YOUR OBJECTIVE:
Pick out each line in the entries below that contains the string "Target" and copy it.

DATA TO PROCESS:

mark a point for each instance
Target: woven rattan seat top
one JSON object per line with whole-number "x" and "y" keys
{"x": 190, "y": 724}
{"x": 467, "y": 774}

--

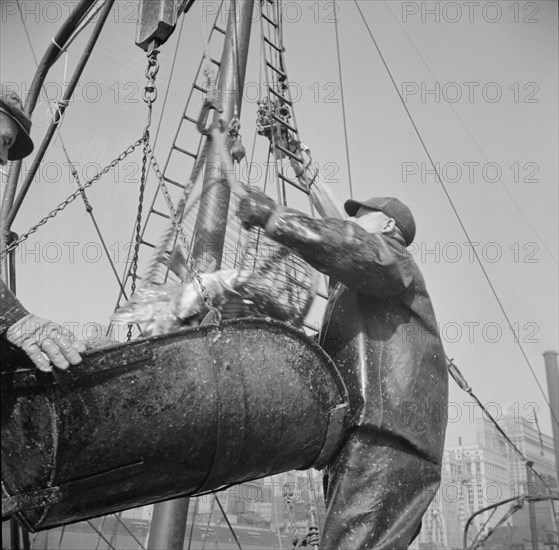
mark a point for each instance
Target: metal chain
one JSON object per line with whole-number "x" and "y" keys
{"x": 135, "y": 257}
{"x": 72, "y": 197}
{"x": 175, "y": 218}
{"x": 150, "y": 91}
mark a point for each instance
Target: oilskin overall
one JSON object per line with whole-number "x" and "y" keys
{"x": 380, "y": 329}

SOLUTION:
Target: woven rattan seat top
Target: metal chain
Target: oilskin overall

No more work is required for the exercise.